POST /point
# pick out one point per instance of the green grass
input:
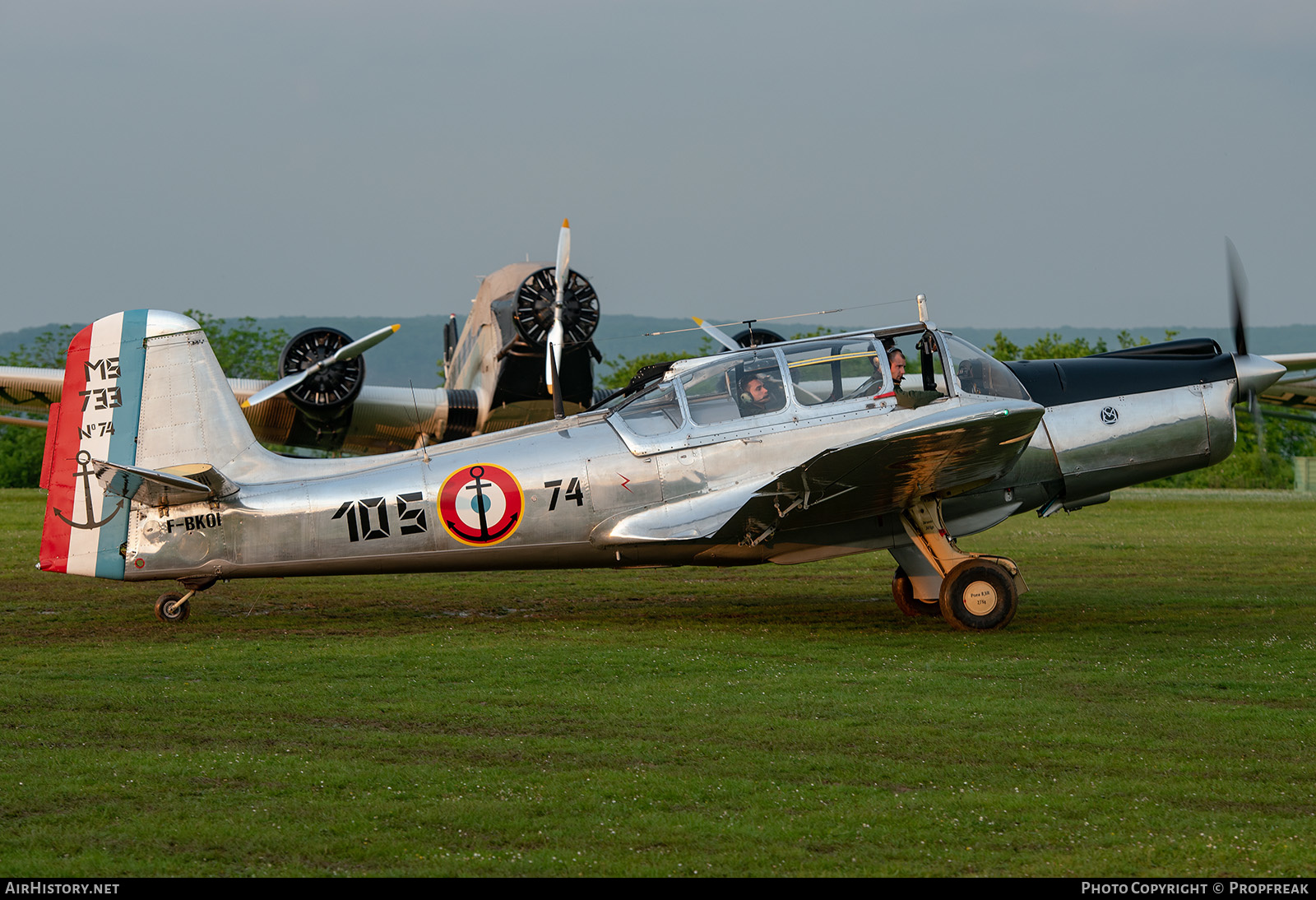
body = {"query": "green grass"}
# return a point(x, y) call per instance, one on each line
point(1149, 712)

● **TRY IT**
All that is needed is an exact copy of the entries above, minus the pictures.

● **TASK SOLUTION**
POST /point
# pick out one point per instance of the green grass
input:
body = {"query": "green grass"}
# return a point(x, y) call per instance, one on each line
point(1149, 712)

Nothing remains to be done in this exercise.